Report how many lines below include the string "foliage". Please keep the reply to that number.

=====

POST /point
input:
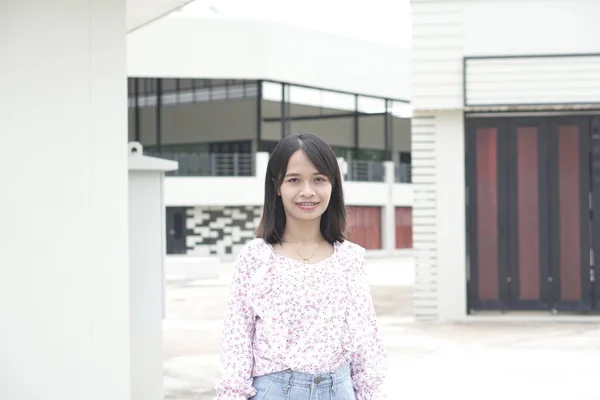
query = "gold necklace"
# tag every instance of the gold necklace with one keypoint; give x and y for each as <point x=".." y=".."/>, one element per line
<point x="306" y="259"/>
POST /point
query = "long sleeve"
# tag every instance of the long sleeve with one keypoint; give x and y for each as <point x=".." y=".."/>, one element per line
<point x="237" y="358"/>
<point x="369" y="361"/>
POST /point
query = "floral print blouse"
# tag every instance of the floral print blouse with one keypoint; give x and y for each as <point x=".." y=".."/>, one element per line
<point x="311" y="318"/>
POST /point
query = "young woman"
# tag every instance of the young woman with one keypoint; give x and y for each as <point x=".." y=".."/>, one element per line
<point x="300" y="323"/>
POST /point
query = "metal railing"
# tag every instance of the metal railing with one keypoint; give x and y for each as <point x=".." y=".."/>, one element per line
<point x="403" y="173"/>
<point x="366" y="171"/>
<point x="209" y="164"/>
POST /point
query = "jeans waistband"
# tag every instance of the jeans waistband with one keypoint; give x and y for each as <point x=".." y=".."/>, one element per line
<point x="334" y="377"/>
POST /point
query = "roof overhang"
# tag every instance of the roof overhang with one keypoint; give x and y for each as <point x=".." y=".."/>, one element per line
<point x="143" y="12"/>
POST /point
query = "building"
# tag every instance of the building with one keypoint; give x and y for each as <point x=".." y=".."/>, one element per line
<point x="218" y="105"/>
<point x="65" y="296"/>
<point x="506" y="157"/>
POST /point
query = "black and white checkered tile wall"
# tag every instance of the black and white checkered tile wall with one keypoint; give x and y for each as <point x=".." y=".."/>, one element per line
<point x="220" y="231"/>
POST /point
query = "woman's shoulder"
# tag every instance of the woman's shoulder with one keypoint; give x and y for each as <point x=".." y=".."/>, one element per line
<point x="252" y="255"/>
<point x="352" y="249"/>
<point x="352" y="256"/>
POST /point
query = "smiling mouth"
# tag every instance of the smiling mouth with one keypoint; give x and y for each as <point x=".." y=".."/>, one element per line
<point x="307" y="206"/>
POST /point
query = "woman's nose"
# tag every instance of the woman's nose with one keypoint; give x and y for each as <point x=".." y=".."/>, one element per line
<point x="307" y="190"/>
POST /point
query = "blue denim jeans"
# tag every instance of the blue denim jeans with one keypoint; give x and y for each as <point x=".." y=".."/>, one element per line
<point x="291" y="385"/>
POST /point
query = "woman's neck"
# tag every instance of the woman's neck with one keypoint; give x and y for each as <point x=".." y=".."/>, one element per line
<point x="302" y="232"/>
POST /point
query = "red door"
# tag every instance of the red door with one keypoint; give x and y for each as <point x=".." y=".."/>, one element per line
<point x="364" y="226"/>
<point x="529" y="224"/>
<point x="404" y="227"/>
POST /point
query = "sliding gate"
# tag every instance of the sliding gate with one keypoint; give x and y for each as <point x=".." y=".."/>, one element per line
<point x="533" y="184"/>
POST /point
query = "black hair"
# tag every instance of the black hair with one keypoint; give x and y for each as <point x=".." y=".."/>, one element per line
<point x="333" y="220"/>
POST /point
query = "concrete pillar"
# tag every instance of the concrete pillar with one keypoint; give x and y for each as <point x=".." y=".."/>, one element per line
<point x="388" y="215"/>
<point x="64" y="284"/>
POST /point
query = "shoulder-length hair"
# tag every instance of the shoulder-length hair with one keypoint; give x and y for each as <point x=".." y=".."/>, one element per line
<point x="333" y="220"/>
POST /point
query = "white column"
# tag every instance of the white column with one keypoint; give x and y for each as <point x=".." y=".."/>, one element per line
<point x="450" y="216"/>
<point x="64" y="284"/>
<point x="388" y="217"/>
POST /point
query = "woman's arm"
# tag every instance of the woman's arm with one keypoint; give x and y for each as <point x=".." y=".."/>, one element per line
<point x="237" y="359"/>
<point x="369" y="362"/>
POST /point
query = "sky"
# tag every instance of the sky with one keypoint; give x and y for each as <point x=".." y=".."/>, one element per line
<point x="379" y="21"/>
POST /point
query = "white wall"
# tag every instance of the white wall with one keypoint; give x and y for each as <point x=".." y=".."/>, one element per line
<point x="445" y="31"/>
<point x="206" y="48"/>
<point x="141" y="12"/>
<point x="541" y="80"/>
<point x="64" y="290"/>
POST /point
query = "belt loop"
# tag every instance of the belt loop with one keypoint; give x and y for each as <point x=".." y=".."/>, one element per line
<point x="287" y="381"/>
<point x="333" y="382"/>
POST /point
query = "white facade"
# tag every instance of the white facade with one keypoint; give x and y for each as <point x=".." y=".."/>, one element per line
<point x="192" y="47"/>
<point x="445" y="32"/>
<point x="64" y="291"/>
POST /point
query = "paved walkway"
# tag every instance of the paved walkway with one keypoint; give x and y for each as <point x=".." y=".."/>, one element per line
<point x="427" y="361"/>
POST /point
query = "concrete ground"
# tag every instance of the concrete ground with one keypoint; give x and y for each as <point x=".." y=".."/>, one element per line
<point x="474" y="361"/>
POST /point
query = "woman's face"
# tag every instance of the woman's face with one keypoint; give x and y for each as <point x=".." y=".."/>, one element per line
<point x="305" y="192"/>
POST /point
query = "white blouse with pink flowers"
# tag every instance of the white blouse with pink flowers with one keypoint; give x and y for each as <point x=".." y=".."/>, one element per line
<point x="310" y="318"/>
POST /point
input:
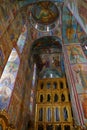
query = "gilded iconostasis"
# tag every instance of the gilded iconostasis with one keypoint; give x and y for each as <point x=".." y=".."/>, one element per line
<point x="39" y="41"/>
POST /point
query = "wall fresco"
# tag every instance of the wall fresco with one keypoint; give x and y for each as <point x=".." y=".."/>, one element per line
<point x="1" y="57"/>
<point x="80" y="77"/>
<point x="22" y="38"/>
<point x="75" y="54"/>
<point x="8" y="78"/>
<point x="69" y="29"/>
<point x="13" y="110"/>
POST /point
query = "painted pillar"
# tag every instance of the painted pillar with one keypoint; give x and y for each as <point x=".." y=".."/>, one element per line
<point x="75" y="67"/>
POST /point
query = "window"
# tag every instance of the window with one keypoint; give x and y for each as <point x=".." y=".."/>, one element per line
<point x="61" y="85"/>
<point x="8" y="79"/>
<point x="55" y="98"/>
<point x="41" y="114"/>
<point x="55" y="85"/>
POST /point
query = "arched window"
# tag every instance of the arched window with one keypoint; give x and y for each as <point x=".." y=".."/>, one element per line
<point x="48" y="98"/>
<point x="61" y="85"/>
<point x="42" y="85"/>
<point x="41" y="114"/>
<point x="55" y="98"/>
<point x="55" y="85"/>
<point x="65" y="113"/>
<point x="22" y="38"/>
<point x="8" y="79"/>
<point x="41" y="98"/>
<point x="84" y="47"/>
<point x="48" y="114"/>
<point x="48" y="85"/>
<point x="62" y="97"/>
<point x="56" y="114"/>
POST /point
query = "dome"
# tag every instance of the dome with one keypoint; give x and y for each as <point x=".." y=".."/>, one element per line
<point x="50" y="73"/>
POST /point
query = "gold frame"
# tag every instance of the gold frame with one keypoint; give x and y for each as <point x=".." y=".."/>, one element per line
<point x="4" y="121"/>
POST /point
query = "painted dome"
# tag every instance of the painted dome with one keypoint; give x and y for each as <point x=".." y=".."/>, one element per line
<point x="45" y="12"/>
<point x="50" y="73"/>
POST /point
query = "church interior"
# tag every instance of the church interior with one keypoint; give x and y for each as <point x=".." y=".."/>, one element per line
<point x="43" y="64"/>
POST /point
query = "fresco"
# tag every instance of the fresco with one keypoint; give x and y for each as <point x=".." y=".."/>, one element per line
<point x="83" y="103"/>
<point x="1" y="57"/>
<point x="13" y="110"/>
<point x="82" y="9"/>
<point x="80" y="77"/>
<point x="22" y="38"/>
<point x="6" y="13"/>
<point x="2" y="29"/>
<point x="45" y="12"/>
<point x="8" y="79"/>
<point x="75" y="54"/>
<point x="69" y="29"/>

=====

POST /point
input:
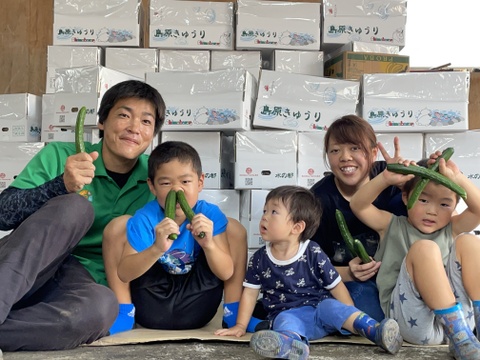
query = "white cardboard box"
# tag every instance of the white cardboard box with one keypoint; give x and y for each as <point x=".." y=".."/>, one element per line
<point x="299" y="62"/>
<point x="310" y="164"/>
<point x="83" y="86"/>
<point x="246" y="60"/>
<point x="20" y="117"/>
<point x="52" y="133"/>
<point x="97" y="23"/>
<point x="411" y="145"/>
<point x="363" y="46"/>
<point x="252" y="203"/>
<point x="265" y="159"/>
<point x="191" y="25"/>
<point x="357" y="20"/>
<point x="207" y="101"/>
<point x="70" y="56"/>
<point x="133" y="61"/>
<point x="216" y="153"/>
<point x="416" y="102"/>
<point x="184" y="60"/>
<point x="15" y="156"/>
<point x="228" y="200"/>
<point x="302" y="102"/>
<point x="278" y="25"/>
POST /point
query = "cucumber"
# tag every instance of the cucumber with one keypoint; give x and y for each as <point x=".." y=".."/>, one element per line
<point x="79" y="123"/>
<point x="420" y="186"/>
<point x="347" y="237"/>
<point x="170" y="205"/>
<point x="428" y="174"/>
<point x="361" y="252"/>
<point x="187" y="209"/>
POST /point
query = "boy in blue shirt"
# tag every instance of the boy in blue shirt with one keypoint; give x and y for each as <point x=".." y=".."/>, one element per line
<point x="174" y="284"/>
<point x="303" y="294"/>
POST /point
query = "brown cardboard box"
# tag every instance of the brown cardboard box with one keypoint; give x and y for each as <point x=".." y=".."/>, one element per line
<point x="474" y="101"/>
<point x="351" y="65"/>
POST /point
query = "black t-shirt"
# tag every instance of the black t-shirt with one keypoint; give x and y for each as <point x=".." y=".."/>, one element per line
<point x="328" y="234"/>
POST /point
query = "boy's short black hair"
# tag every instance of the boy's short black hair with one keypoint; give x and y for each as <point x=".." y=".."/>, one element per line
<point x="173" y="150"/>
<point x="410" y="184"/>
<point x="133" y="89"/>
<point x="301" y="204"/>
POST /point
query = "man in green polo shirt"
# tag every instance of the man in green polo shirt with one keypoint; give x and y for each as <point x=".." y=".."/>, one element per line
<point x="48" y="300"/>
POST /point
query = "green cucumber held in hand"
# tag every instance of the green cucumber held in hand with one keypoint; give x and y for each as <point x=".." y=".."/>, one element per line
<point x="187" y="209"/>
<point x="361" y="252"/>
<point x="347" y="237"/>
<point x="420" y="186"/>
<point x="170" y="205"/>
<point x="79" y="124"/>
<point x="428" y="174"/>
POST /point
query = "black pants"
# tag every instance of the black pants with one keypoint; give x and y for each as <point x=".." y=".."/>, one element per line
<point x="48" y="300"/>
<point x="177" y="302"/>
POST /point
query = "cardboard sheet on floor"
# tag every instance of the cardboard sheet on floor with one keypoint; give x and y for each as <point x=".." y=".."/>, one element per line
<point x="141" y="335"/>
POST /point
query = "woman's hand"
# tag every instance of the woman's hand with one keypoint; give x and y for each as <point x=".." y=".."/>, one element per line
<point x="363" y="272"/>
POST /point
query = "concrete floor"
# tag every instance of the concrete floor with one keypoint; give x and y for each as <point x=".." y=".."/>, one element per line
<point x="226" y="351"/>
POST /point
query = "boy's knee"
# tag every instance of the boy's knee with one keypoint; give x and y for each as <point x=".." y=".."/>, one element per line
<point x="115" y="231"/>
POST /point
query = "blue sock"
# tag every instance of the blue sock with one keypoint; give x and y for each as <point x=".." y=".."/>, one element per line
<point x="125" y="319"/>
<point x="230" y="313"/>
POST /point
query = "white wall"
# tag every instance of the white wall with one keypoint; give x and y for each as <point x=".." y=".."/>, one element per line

=====

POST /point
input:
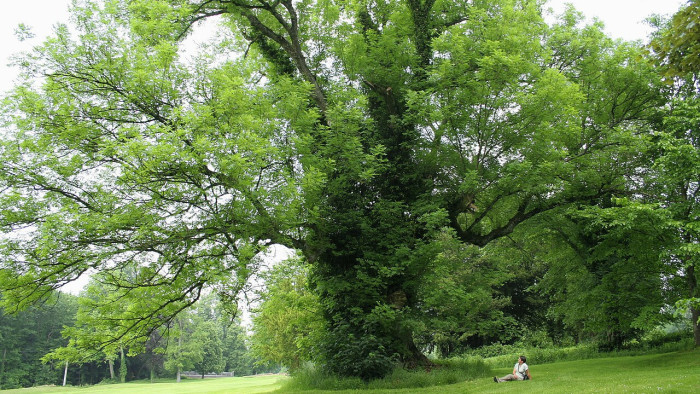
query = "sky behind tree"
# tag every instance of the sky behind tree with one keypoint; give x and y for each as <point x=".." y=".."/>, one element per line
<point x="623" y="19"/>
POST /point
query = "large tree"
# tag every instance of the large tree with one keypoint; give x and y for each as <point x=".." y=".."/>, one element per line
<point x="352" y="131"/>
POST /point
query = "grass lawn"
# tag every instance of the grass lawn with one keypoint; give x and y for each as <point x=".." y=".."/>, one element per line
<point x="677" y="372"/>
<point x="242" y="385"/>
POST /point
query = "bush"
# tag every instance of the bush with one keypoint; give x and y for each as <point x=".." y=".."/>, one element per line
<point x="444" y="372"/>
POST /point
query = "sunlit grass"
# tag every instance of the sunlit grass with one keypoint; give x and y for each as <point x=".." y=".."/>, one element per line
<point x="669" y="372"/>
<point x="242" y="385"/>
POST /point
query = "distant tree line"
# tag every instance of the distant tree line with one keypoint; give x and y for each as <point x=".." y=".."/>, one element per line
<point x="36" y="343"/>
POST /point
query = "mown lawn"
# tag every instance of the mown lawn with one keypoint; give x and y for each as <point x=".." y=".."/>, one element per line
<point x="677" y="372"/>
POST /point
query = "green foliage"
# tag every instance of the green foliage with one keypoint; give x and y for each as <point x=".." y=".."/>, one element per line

=====

**SOLVED PROBLEM**
2